## The task
Below is a block of records; reproduce all of them exactly and leave out any pictures.

## Provided material
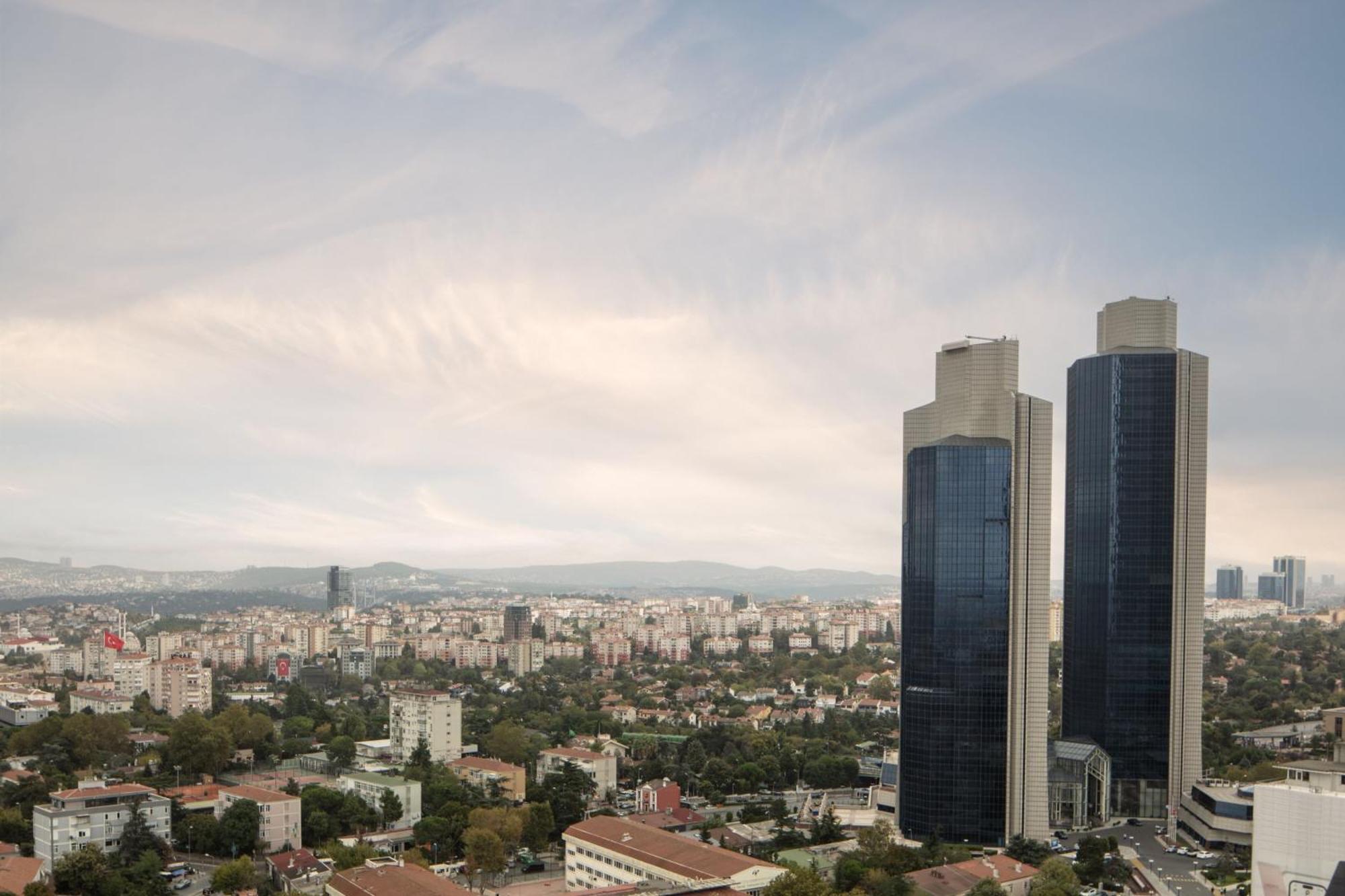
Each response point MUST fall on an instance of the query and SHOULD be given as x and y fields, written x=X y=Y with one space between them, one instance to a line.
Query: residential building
x=1272 y=587
x=605 y=852
x=1229 y=583
x=1136 y=460
x=488 y=772
x=976 y=524
x=1296 y=580
x=99 y=701
x=180 y=685
x=658 y=795
x=956 y=880
x=95 y=813
x=372 y=787
x=434 y=716
x=282 y=825
x=1299 y=829
x=518 y=623
x=599 y=767
x=388 y=876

## Written answer
Each response point MUST fall on an instance of the query and SHOULD be given as x and y fields, written x=X y=Y with one space between them, one instance to a line.
Query: residential building
x=1272 y=587
x=605 y=852
x=1229 y=583
x=1136 y=460
x=488 y=772
x=976 y=524
x=1296 y=580
x=99 y=701
x=180 y=685
x=658 y=795
x=956 y=880
x=95 y=813
x=372 y=787
x=434 y=716
x=282 y=825
x=1299 y=829
x=518 y=623
x=599 y=767
x=388 y=876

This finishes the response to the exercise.